Format the entries below as a JSON array of strings, one string per line, omitting blank lines.
******************************
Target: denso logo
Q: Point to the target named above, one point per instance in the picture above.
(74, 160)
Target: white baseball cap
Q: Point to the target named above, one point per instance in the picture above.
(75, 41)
******************************
* Exercise response:
[
  "Target: denso logo",
  "Q: Point to the target named above, one point per instance in the picture above.",
  "(74, 160)",
  "Target: white baseball cap",
  "Q: Point to the target named above, one point per instance in the picture above.",
  "(75, 41)"
]